SELECTED EXTRACT:
Is it normal to have memory loss as you age?
This is a question I see posed on a regular basis in the press. It is clearly a topic of intense interest to the aging population, and it is worthy of a careful answer. As a starting point, it is useful to consider the three component parts of human memory:
1. Working memory is sometimes called attention span, and refers to information to which you have been exposed during the last minute or two. This information is held in the frontal lobe of the brain and, as far as we know, not stored for later retrieval. Recalling a phone number just long enough to dial it is a good example of working memory.
2. Short-term memory refers to information that you find novel or interesting, and store for later retrieval. This memory lasts from a few minutes to a couple of weeks, and is processed in the medial temporal lobe of your brain. Short term memory is used to recall your room number during a week-long stay in a hotel.
3. Long-term memory can last up to a lifetime. The name of your home town, the color of your first bike, and the name of your first pet are likely to be stored in long term memory.
We still have much to learn about memory formation, storage, and retrieval. However, with regards to memory loss, here are a few things we know:
- It is never normal to experience severe or sudden changes in memory capacity. Any decline severe enough to interfere with your normal, daily activities is likely due to some underlying medical condition.
- Working memory declines slowly with time, starting at around age 40. As such, a person who can read a ten-digit phone number and then successfully recall it for dialing, might someday need to break that phone number into three short chunks, and dial each separately. This does not indicate the presence of an illness.
- Both long-term and short-term memory processing tends to slow with age. This means that you might search longer for the right word or for a person's name as you get older. This is true even for a healthy brain.

INPUT DATA:
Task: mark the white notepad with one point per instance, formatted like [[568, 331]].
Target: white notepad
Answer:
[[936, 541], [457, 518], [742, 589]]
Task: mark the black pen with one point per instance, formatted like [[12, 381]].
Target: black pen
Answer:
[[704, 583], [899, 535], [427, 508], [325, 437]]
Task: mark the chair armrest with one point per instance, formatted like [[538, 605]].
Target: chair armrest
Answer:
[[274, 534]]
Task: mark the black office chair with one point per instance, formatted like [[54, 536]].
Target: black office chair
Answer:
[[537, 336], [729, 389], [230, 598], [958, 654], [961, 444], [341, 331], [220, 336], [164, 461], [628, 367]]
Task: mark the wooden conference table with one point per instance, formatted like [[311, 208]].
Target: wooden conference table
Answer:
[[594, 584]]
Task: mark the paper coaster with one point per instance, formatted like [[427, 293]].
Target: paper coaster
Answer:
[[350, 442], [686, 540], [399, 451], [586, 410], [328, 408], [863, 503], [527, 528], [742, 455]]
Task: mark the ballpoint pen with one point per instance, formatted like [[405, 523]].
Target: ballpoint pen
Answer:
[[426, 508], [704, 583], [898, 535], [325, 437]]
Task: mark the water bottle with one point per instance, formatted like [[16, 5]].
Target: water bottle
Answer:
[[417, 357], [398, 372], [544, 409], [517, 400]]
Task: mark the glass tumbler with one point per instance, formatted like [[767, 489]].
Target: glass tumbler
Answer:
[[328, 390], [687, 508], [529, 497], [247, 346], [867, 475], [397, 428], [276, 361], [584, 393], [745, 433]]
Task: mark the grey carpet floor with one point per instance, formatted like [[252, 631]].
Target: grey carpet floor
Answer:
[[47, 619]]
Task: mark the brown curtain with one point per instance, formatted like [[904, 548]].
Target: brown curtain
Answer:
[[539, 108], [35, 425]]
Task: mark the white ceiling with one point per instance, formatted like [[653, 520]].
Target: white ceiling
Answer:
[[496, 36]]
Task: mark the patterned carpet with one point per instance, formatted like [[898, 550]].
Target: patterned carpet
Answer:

WHAT TO WORK ON:
1. In the text on memory and aging, rewrite the stretch from "2. Short-term memory" through "in a hotel.", replacing "hotel" with "dormitory".
2. According to the text on memory and aging, at around what age does working memory begin to decline?
3. Go on with the text on memory and aging from its last sentence.

TASK-BY-TASK ANSWERS:
1.
2. Short-term memory refers to information that you find novel or interesting, and store for later retrieval. This memory lasts from a few minutes to a couple of weeks, and is processed in the medial temporal lobe of your brain. Short term memory is used to recall your room number during a week-long stay in a dormitory.

2. Around age 40.

3.
- Hearing and vision can both decline with age and, when this happens, the brain may need to devote more resources to deciphering what it sees and hears. This additional activity distracts from storing information, so some perceived memory loss is actually due to distraction.
If you are concerned about your memory, you might be interested in a free questionnaire called the Healthy Brain Checklist that you can download from Medical Care Corporation. It allows you to tick off the types of memory concerns you have, and see if they are likely to be caused by an underlying medical condition, or if they are more likely due to the normal aging process.
Remember, many conditions can cause memory loss, including thyroid malfunction, sleeping disorders, medicines, depression, infections, and vitamin deficiencies. Of course more serious problems like Alzheimer's disease, stroke, and head trauma can also cause memory loss, but all can be treated best if detected early. So if you have a concern that seems correlated with a medical condition, be sure to discuss it with your physician.
Also, if your physician does not take your concern seriously, and your symptoms do not seem to be correlated with normal aging as described above, seek a second opinion from a different physician.